Going `On Donations'

 Published: Sep 22, 2003

 


J efferson runs an unusual ministry. Deeper Life recruits among the people no one else wants: the homeless, addicts, petty criminals just out of jail. They're pressured to tithe to the church and make additional offerings with whatever they have. In a number of cases, people give as much as 50 percent of such things as government assistance checks, records show.

BOD: They also undergo a rigorous 30-day indoctrination that requires them to memorize a list of 50 Bible verses. If they're ill, they're encouraged to throw away their medication and trust their health to God, a number of former members say.

When their indoctrination is finished, they're presumed to be rehabilitated. Many are then sent out to raise money for the church, for which they get paid $10 a day. It's called going ``on donations,'' and to judge from available evidence, the practice is enormously fruitful.

Dixon and another former midlevel church leader, Darrin Rich, say that over several years, they sent millions of dollars back to the mother church in Tampa from fundraising trips, usually addressing it to members of Jefferson's immediate family.

Public records show the church owns more than $4 million worth of real estate in at least five states including Florida. Jefferson and his immediate family appear to control all of it through the church. And, although the luxury cars are titled to the church, Jefferson and his family control them, too.

``This is an organization where nobody has a job,'' Dixon says. ``That's real hard to swallow. Where did [Jefferson] get this money from to buy a car? That money couldn't have come from tithes and offerings.''

Much of it came from donors who contributed to Deeper Life solicitors, Dixon says.

TASK PROMPT - Reproduce the passage of the Deeper Life fundraising article starting with "J efferson runs" and going on through "checks, records show.", substituting "congregation" for "ministry".

GIVEN DATA -

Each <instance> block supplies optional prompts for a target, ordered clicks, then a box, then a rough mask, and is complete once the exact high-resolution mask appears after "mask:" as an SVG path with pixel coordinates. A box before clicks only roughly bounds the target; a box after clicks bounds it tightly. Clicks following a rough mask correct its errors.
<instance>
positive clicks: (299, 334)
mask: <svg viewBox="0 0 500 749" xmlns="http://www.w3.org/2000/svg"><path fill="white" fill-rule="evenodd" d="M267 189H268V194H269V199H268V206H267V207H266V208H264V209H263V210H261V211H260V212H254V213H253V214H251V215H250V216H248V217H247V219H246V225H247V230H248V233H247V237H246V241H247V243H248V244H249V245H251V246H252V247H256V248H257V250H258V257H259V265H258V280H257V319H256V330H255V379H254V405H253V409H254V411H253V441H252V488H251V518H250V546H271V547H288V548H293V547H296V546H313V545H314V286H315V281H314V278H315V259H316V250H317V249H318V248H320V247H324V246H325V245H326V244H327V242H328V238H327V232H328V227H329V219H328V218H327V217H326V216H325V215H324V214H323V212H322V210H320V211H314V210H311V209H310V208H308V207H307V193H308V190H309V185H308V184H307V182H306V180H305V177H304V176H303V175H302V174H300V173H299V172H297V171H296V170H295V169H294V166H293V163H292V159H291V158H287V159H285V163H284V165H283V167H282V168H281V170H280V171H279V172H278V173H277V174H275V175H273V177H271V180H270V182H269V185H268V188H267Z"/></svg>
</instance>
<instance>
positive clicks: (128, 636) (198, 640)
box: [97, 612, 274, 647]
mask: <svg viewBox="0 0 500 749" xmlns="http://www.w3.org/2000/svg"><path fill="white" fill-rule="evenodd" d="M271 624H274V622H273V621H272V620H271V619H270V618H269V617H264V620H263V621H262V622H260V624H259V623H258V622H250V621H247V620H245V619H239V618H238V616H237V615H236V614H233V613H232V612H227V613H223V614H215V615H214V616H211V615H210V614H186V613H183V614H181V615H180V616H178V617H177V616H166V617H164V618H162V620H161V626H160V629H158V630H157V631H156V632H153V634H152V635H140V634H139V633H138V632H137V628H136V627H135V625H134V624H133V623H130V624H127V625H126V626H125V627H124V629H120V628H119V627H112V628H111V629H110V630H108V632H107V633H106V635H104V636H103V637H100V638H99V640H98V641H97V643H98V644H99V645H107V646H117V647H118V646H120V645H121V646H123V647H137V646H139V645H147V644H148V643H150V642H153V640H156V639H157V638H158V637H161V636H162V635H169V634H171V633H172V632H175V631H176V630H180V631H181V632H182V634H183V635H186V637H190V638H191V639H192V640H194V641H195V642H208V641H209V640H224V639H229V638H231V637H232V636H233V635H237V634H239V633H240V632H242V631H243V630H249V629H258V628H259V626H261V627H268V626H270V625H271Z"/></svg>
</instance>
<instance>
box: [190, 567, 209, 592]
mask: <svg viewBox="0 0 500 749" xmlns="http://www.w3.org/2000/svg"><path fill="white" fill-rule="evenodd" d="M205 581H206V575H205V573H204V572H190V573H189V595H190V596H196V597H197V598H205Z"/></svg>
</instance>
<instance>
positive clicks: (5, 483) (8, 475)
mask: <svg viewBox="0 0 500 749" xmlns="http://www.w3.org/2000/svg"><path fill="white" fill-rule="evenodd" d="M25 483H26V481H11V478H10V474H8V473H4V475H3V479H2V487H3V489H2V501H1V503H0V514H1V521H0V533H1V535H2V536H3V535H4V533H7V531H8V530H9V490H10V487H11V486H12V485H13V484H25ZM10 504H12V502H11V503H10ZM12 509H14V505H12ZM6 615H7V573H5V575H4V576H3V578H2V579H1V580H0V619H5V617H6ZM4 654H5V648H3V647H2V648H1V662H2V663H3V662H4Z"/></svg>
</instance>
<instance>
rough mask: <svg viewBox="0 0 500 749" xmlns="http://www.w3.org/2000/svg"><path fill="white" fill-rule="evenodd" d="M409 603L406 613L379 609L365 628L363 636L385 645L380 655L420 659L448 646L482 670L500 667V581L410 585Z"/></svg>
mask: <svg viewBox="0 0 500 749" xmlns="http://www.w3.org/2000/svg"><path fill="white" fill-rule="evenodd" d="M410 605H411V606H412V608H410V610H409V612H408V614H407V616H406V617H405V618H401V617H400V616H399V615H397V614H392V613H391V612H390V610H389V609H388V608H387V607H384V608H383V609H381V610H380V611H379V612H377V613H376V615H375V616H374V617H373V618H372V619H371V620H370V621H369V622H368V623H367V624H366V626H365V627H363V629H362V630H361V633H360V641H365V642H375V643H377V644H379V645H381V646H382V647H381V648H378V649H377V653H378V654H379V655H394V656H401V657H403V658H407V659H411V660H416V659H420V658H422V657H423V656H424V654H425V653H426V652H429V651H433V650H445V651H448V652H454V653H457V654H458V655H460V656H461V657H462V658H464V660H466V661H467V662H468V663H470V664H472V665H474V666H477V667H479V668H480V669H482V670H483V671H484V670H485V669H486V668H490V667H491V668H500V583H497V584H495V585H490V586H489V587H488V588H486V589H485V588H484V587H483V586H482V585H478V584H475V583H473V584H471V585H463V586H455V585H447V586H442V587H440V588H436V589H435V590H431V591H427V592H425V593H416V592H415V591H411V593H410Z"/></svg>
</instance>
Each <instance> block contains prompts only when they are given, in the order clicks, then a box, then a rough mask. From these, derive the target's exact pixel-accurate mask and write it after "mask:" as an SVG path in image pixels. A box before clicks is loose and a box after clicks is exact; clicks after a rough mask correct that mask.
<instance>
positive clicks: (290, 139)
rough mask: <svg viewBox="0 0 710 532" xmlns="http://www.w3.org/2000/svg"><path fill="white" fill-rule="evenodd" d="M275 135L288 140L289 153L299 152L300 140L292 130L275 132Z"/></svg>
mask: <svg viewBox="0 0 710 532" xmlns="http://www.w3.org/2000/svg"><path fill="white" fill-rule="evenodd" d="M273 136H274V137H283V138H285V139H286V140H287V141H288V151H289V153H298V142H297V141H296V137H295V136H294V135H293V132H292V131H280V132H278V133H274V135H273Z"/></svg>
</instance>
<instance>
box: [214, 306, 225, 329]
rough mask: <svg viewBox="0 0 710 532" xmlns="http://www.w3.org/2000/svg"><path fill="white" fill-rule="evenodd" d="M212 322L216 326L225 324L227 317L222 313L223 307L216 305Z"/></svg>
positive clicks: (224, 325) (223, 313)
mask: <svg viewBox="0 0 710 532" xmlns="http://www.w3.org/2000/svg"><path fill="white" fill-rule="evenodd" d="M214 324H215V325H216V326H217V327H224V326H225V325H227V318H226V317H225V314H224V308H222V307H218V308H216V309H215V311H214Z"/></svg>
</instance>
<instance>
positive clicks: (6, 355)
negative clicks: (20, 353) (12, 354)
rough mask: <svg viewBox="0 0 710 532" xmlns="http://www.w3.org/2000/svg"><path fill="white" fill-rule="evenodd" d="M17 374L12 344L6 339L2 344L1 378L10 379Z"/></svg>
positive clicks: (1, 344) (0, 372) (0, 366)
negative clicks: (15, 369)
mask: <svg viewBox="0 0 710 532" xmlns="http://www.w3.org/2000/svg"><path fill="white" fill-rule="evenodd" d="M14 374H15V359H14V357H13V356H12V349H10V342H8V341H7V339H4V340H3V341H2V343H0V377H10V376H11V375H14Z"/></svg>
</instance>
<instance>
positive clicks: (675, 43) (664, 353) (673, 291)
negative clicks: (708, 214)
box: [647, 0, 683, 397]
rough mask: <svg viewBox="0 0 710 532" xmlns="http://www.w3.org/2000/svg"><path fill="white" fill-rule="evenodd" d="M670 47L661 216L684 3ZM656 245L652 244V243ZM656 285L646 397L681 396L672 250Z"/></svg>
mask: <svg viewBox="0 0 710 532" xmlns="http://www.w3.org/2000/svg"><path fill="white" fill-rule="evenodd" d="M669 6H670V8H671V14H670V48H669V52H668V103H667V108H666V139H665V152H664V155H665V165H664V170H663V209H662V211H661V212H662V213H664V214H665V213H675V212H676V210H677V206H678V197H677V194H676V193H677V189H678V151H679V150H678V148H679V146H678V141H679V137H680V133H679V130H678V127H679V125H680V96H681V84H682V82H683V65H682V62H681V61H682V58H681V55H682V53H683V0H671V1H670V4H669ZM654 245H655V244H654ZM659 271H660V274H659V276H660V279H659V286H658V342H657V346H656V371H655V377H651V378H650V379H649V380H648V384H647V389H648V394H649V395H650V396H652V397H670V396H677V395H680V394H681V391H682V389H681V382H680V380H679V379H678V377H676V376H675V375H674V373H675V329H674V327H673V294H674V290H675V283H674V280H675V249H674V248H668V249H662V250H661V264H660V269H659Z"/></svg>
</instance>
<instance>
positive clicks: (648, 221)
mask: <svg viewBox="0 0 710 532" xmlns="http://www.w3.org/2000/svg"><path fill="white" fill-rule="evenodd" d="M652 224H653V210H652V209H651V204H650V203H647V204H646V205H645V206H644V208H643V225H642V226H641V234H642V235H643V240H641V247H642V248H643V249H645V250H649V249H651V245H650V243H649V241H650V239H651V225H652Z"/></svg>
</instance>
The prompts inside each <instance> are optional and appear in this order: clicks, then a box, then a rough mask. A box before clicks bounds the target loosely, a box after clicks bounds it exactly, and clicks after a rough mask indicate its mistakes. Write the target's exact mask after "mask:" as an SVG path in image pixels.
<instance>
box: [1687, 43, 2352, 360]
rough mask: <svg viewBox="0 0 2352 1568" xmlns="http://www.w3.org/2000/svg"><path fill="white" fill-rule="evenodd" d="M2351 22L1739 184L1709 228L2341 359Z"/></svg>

ANSWER TO THE EXERCISE -
J efferson runs an unusual congregation. Deeper Life recruits among the people no one else wants: the homeless, addicts, petty criminals just out of jail. They're pressured to tithe to the church and make additional offerings with whatever they have. In a number of cases, people give as much as 50 percent of such things as government assistance checks, records show.